Stated goal -
In the entries below, find the line containing "point: metal fence". Copy it and all lines after it, exactly, through the end.

Entries provided -
****

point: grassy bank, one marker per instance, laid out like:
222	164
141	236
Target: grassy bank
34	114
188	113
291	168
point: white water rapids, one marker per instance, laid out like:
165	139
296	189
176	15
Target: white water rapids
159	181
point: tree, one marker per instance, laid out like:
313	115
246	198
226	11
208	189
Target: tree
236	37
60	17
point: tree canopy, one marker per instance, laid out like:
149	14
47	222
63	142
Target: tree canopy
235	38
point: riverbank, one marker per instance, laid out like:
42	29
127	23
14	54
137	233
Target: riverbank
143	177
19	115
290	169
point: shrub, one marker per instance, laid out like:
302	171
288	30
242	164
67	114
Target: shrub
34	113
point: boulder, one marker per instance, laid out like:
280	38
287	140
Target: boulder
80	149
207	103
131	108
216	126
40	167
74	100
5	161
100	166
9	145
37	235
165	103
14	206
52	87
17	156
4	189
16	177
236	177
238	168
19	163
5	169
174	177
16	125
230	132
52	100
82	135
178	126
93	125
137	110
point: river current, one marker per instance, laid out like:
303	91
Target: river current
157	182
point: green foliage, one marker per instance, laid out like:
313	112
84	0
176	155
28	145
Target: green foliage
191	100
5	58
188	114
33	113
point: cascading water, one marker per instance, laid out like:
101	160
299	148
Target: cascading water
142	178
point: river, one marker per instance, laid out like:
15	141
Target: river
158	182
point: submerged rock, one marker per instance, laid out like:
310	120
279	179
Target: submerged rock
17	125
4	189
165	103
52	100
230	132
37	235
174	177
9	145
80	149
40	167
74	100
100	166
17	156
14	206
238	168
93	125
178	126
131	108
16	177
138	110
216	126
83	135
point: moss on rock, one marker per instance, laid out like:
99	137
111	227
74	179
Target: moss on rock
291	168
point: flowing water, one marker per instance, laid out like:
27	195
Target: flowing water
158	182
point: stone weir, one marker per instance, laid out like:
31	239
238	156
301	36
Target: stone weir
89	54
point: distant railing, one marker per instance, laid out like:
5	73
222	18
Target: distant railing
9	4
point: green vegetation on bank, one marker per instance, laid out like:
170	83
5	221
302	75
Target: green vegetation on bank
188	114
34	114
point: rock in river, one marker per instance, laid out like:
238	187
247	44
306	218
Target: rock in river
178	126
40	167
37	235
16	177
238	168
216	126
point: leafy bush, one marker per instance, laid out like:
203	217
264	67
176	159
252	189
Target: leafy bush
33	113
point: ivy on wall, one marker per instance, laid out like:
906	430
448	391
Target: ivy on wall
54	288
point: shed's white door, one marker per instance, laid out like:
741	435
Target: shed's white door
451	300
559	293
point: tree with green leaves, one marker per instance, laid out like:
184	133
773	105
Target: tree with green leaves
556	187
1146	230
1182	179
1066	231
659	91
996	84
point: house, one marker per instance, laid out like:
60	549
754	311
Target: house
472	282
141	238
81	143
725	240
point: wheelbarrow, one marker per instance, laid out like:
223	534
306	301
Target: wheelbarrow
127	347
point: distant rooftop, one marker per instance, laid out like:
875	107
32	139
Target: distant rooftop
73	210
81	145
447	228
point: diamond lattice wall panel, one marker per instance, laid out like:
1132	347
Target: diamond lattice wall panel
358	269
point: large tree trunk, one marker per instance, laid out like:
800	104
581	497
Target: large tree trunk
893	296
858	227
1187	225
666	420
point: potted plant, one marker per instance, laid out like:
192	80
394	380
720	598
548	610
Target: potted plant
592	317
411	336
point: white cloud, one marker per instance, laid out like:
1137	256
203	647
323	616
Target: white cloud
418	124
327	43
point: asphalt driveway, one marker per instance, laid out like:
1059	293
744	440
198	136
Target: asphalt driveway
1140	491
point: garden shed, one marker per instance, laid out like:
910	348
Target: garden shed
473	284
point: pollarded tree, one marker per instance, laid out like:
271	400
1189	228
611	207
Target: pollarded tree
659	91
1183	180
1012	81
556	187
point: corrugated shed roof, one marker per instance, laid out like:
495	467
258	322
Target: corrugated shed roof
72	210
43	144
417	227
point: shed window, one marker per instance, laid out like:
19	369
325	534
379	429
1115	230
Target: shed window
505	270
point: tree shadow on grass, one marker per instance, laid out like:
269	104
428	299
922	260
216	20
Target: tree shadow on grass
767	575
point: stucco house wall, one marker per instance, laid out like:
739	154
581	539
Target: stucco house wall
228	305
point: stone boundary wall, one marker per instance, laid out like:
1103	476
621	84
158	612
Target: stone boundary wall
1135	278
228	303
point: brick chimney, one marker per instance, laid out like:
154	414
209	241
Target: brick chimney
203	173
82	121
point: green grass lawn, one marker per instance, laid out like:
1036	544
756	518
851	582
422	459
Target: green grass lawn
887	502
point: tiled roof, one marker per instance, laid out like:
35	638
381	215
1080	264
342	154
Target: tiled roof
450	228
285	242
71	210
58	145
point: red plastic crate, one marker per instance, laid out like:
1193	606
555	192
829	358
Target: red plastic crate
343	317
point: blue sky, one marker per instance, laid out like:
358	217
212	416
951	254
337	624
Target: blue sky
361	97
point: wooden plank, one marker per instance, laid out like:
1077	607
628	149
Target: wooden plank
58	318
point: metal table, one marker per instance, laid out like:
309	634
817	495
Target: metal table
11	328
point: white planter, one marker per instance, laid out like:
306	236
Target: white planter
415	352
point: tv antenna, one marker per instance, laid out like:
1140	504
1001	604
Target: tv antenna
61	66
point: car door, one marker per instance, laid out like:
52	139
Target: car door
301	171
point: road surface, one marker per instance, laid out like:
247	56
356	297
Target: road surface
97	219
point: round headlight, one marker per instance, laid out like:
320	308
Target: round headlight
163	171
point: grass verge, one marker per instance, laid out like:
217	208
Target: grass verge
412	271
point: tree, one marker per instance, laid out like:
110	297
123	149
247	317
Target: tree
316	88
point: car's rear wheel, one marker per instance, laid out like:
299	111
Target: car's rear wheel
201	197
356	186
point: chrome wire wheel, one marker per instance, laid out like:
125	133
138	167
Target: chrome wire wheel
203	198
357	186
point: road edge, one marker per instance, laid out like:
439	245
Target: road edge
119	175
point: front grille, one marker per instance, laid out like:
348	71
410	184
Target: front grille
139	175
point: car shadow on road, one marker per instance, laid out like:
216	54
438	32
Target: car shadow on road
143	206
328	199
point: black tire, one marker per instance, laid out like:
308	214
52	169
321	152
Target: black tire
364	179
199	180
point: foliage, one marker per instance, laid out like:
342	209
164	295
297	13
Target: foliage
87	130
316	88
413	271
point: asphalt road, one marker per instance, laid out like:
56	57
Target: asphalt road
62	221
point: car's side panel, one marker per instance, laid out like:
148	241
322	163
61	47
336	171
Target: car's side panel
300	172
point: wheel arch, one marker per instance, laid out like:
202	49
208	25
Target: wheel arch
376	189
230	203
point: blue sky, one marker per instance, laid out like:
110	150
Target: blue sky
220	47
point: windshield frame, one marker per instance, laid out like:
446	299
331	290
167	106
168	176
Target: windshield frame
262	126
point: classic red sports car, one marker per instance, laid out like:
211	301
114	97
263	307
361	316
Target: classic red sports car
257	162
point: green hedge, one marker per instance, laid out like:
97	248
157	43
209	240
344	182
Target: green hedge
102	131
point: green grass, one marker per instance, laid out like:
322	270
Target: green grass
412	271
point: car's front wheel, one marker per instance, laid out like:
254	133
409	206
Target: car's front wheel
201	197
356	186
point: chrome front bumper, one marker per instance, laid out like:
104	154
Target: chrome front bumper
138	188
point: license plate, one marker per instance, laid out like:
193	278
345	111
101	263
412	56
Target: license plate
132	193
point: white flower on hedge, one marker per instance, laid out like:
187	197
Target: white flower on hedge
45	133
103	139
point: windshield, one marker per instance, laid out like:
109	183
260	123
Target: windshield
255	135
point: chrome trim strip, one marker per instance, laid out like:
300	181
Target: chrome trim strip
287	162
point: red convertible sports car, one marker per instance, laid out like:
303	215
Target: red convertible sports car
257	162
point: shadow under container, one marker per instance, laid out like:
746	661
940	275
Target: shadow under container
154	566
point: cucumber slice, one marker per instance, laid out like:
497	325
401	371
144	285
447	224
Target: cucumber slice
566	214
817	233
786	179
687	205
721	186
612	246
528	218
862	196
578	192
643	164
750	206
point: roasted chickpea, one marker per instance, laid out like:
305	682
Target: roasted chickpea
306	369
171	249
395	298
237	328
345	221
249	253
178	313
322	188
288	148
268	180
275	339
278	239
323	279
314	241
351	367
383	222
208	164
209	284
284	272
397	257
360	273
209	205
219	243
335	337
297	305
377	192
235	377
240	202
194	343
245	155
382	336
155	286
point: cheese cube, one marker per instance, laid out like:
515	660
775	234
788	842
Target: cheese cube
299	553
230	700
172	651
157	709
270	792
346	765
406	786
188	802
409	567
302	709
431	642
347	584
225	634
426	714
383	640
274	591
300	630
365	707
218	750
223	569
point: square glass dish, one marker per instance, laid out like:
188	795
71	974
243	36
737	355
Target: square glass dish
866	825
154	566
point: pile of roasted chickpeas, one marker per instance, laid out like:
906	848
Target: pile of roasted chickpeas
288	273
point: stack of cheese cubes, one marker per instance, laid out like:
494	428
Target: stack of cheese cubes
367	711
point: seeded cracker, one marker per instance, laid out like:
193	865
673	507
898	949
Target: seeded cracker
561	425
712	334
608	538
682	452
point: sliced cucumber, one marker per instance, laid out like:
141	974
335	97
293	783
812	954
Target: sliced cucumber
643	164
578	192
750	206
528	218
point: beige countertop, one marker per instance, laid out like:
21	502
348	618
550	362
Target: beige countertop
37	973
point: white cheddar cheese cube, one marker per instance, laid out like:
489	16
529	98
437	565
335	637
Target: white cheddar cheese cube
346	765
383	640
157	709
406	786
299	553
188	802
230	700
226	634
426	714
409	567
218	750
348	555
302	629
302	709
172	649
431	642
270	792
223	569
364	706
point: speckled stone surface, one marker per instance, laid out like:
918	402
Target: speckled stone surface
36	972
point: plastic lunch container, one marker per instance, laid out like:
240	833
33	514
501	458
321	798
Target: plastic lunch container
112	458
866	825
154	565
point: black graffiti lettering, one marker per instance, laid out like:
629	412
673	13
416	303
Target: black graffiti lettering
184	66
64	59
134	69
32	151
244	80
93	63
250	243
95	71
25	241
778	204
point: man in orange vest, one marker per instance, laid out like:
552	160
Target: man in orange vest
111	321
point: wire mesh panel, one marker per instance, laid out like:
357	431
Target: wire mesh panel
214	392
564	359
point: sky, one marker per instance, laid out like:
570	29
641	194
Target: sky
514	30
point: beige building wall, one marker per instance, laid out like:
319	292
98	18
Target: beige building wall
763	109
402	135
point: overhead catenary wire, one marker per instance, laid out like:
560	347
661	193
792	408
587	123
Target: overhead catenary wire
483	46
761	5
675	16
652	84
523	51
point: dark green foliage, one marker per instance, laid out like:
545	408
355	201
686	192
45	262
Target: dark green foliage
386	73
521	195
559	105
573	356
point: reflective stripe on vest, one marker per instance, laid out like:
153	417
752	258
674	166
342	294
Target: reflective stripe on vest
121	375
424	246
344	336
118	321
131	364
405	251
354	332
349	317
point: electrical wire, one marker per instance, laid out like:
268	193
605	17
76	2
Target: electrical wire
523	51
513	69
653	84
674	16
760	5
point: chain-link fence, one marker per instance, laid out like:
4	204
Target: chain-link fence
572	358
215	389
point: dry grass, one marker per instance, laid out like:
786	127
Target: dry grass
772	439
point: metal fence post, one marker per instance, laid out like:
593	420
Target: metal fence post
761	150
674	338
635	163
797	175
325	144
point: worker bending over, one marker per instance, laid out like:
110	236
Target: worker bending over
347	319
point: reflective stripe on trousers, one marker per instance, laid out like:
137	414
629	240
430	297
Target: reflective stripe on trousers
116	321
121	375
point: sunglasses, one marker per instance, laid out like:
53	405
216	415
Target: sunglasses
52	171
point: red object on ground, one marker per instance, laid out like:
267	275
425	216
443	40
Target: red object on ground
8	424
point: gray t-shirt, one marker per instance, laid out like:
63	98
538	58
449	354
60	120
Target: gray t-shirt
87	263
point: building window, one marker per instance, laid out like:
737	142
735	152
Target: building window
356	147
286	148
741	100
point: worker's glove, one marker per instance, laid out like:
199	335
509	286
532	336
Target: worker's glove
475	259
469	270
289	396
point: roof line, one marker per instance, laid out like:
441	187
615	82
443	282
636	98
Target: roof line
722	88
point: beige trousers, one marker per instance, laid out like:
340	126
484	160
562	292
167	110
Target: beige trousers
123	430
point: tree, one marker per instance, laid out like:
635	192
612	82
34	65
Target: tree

****

Answer for the task -
point: metal fence post, one marker per instance, laid out like:
593	420
Target: metal fence post
761	150
674	338
635	163
797	175
325	144
point: worker bending over, one marker per instance, laid out like:
110	236
Target: worker bending over
347	319
point: reflective stripe on trousers, one marker per instance, laid out like:
137	414
629	240
430	297
Target: reflective stripe on trousers
116	321
121	375
point: sunglasses, one marker per instance, laid out like:
53	405
216	415
Target: sunglasses
52	171
point: red object on ground, one marker per instance, laid out like:
267	275
425	216
443	40
Target: red object on ground
8	424
point: gray t-shirt, one marker per instance, laid out like:
63	98
538	58
449	354
60	120
Target: gray t-shirt
87	263
point: building window, one marker per instance, laid out like:
737	142
735	152
Target: building window
356	147
286	148
741	100
point: worker's glove, one marker per instance, laid out like:
199	335
509	286
532	336
Target: worker's glove
475	259
469	270
289	396
point: roof line, one marker per instance, laid out like:
441	187
615	82
443	282
636	98
Target: roof line
722	88
point: beige trousers, one marker per instance, laid out like:
340	126
484	160
562	292
167	110
Target: beige trousers
123	430
point: tree, one marker per instance, laid out like:
635	192
612	82
34	65
Target: tree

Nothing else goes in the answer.